■ RECORDED DATA:
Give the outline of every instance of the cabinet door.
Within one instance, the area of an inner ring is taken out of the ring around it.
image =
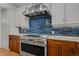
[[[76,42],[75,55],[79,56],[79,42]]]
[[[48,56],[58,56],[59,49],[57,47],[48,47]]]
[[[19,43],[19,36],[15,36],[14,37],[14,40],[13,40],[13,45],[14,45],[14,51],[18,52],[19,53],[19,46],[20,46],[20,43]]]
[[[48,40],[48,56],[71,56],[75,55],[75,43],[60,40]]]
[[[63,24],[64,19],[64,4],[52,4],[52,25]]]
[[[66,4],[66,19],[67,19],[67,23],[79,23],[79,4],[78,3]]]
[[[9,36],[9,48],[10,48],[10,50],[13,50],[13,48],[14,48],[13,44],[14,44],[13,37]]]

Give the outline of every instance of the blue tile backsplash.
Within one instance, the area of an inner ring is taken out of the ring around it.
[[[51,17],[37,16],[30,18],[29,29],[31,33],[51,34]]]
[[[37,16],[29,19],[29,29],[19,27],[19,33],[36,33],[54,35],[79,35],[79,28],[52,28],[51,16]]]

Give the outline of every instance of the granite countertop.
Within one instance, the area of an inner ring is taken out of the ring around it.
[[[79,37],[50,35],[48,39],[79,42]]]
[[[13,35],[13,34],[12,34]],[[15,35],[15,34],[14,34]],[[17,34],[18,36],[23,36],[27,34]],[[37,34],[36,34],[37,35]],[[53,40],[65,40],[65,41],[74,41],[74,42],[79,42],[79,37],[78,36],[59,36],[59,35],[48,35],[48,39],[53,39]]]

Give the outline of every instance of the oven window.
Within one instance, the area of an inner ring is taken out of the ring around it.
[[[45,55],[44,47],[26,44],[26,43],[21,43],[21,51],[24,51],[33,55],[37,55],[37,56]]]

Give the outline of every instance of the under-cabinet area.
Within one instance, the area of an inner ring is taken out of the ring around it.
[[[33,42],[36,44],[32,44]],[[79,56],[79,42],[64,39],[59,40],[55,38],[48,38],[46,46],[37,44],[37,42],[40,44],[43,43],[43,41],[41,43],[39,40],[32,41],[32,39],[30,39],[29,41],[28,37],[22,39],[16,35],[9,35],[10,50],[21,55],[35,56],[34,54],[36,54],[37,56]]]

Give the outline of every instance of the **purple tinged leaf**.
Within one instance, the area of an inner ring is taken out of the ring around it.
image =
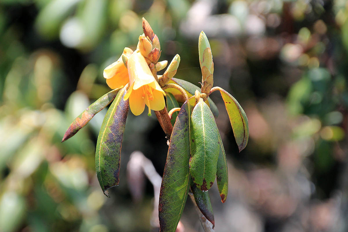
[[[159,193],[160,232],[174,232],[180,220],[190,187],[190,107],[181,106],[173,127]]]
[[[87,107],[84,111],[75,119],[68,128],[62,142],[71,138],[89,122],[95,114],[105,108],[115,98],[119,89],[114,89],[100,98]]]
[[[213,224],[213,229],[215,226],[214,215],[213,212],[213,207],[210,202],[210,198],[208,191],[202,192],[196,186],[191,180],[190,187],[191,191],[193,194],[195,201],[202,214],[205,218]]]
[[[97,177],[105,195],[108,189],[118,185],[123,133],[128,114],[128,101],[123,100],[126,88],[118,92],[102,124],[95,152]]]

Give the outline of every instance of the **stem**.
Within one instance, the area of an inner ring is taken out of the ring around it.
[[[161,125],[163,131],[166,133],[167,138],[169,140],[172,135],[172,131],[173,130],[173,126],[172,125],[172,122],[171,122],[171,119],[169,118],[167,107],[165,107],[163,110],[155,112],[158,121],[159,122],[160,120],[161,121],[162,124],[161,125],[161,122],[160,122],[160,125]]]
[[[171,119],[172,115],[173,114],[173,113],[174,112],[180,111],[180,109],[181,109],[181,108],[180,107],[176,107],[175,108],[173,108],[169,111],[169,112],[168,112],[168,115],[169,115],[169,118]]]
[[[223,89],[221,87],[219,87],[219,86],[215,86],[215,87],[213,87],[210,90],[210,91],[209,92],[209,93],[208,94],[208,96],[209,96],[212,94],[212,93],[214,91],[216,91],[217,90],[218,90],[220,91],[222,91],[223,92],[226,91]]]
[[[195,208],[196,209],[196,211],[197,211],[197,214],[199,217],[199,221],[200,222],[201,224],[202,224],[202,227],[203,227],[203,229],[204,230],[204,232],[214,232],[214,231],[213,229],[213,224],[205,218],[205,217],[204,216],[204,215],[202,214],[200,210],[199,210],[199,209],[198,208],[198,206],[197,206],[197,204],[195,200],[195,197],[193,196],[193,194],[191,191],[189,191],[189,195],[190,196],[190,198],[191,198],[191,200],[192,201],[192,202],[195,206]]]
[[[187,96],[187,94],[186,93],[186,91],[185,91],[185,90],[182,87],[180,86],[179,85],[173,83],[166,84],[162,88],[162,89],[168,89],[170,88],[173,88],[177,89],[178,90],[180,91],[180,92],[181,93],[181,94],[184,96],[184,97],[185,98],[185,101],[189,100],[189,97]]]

■ GIVEN EXERCISE: Reproduce all the data above, swapping each "instance" for "occurrence" and keeping everything else unchanged. Leave the pictures out of your answer.

■ FULL OUTPUT:
Give the outline of every occurrence of the cabinet door.
Within one occurrence, the area of an inner ring is taken out of the ring around it.
image =
[[[76,42],[75,55],[79,56],[79,42]]]
[[[48,56],[58,56],[59,49],[57,47],[48,47]]]
[[[19,43],[19,36],[15,36],[14,37],[14,40],[13,40],[13,45],[14,45],[14,51],[18,52],[19,53],[19,46],[20,46],[20,43]]]
[[[48,40],[48,56],[71,56],[75,55],[75,43],[60,40]]]
[[[63,24],[64,19],[64,4],[52,4],[52,25]]]
[[[66,4],[66,19],[67,19],[67,23],[79,23],[79,4],[78,3]]]
[[[9,36],[9,48],[10,48],[10,50],[13,50],[13,48],[14,48],[13,44],[14,44],[13,37]]]

Give the outline of every occurrence of the blue tile backsplash.
Within one occurrence, the area of an inner ring is taken out of the ring around it.
[[[51,17],[37,16],[30,18],[29,29],[31,33],[51,34]]]
[[[37,16],[29,19],[29,29],[19,27],[19,33],[36,33],[54,35],[79,35],[79,28],[52,28],[51,16]]]

Give the outline of every occurrence of the granite countertop.
Within one occurrence, the area of an inner ring is taken out of the ring around it.
[[[79,37],[50,35],[48,39],[79,42]]]
[[[13,35],[13,34],[12,34]],[[15,35],[15,34],[14,34]],[[17,34],[18,36],[23,36],[27,34]],[[37,34],[36,34],[37,35]],[[53,40],[65,40],[65,41],[74,41],[74,42],[79,42],[79,37],[78,36],[59,36],[59,35],[48,35],[48,39],[53,39]]]

Give the outline of every occurrence of the oven window.
Within one occurrence, the area of an inner ring is taken out of the ring around it.
[[[45,55],[44,47],[26,44],[26,43],[21,43],[21,51],[24,51],[33,55],[37,55],[37,56]]]

Give the outline of every occurrence of the under-cabinet area.
Within one occurrence, the area of an inner ring is taken out of the ring around it.
[[[33,42],[36,44],[32,44]],[[79,56],[79,42],[64,39],[59,40],[55,38],[48,38],[46,46],[37,44],[37,42],[40,44],[43,43],[43,41],[41,43],[39,40],[32,41],[32,39],[30,39],[29,41],[28,37],[22,39],[16,35],[9,35],[10,50],[21,55],[35,56],[34,54],[36,54],[37,56]]]

Give the outline of every occurrence of the **purple tinged leaf**.
Within one occurrence, the area of an inner ring is taken out of the ring around it.
image =
[[[159,193],[160,232],[174,232],[180,220],[190,187],[190,107],[181,106],[173,127]]]
[[[87,107],[84,111],[75,119],[68,128],[62,142],[71,138],[89,122],[95,114],[105,108],[115,98],[119,89],[114,89],[100,98]]]
[[[213,224],[213,229],[215,226],[214,215],[213,212],[213,207],[210,202],[210,198],[208,191],[202,192],[196,186],[191,180],[190,187],[191,191],[193,194],[195,201],[202,214],[205,218]]]
[[[97,177],[105,195],[108,189],[118,185],[123,133],[128,114],[128,101],[123,100],[126,88],[118,92],[102,124],[95,152]]]

Give the outline of every occurrence of the **stem**.
Within one occurrence, the area of an inner ring is taken out of the ring around it.
[[[161,125],[163,131],[166,133],[167,138],[169,140],[172,135],[172,131],[173,130],[173,126],[172,125],[172,122],[171,122],[171,119],[169,118],[167,107],[165,107],[163,110],[155,112],[158,121],[159,122],[160,120],[161,121],[162,124],[161,125],[161,122],[160,122],[160,125]]]
[[[171,119],[172,115],[173,114],[173,113],[174,112],[180,111],[180,109],[181,109],[181,108],[180,107],[176,107],[175,108],[173,108],[169,111],[169,112],[168,112],[168,115],[169,115],[169,118]]]
[[[223,89],[221,87],[219,87],[219,86],[215,86],[215,87],[213,87],[210,90],[210,91],[209,92],[209,93],[208,94],[208,96],[209,96],[212,94],[212,93],[214,91],[216,91],[217,90],[218,90],[220,91],[222,91],[223,92],[226,91]]]
[[[195,208],[196,209],[196,211],[197,211],[197,214],[199,217],[199,221],[200,222],[201,224],[202,224],[202,227],[203,227],[203,229],[204,230],[204,232],[214,232],[214,231],[213,229],[213,224],[205,218],[205,217],[204,216],[204,215],[202,214],[200,210],[199,210],[199,209],[198,208],[198,206],[197,206],[197,204],[195,200],[195,197],[193,196],[193,194],[191,191],[189,191],[189,195],[190,196],[190,198],[191,198],[191,200],[192,201],[192,202],[195,206]]]
[[[187,96],[187,94],[186,93],[186,91],[185,91],[185,90],[182,87],[180,86],[179,85],[173,83],[166,84],[162,88],[162,89],[168,89],[170,88],[173,88],[177,89],[178,90],[180,91],[180,92],[181,93],[181,94],[184,96],[184,97],[185,98],[185,101],[189,100],[189,97]]]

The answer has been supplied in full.